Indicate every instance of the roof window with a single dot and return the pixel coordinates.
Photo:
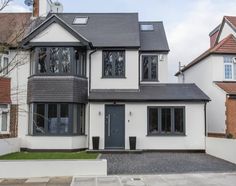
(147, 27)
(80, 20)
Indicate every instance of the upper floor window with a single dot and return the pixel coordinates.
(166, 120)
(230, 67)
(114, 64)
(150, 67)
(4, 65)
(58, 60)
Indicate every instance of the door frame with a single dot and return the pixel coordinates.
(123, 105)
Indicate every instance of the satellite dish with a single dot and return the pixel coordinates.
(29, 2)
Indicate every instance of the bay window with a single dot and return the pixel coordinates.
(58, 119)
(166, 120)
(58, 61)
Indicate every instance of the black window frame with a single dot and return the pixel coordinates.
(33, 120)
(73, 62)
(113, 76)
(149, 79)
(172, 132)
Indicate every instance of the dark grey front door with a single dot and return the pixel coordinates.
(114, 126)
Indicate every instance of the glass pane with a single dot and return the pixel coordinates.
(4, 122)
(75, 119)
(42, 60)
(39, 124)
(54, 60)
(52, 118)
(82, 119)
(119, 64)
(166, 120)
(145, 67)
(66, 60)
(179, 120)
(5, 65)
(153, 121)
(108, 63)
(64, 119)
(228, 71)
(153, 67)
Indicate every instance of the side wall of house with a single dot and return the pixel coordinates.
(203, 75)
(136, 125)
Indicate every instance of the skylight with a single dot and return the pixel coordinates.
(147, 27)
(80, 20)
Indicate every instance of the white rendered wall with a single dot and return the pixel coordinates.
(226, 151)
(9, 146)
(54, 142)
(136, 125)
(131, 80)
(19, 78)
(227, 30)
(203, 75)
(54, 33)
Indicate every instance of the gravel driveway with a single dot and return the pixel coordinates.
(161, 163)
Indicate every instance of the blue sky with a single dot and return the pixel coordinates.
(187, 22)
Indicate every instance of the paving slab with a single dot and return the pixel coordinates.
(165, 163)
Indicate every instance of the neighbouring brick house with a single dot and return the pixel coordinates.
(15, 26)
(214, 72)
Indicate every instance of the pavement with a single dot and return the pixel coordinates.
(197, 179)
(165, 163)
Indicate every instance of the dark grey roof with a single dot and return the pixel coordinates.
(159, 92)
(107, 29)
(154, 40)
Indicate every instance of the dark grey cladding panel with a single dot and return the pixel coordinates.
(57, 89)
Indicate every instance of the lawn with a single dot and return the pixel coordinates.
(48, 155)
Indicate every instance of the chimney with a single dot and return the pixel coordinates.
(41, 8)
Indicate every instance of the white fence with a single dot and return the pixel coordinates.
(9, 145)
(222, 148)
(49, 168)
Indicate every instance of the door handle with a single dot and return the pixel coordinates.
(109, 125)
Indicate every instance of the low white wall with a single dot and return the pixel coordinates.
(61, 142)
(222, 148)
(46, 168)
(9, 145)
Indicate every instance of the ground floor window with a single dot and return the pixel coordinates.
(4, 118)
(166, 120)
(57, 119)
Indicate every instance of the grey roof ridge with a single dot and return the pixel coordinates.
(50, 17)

---

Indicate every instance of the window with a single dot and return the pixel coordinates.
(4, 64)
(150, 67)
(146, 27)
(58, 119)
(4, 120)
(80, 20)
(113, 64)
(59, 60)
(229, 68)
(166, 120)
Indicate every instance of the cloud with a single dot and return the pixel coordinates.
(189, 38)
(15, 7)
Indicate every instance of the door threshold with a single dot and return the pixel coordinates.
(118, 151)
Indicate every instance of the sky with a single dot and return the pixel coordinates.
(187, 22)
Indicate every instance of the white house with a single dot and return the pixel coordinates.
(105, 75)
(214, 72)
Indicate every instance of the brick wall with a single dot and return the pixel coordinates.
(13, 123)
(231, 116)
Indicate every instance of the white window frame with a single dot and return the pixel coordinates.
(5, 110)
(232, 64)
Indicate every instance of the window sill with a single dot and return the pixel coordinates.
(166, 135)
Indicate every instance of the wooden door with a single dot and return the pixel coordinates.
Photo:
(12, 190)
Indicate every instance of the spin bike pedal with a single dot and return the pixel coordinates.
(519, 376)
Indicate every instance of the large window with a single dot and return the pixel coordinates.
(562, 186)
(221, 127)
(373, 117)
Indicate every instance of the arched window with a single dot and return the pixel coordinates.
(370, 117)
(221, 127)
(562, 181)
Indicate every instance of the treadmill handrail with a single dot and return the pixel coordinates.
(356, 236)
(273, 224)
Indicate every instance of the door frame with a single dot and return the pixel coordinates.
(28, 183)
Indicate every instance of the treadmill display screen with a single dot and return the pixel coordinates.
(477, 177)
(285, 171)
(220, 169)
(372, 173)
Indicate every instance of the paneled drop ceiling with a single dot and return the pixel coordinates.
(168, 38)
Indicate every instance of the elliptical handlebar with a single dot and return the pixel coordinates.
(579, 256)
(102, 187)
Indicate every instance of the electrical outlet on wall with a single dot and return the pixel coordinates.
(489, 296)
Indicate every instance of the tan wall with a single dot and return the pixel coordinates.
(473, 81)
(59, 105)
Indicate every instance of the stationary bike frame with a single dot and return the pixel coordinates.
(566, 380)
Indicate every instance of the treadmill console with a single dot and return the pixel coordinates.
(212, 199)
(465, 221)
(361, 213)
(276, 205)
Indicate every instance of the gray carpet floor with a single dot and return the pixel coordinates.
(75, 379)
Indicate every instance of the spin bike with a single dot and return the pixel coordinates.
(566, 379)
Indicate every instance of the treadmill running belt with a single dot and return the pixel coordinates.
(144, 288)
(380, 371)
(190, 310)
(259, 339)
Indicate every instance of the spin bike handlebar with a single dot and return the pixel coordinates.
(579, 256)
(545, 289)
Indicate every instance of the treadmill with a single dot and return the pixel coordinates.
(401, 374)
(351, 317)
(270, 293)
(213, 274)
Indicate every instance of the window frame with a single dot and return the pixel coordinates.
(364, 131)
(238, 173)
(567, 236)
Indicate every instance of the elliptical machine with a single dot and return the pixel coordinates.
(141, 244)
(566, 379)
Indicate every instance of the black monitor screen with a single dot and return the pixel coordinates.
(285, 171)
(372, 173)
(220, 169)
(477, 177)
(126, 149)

▶ _DIRECTION_
Pick out every line in the listing above that contains the word "spin", and copy each one. Case counts.

▶ _EXERCISE SOLUTION_
Indicate every instance of the spin bike pedal with a single dot and return the pixel coordinates.
Indicate every instance of the spin bike with a single dot and return the pixel coordinates.
Indicate every instance of the spin bike handlebar with a single dot and return the pixel coordinates.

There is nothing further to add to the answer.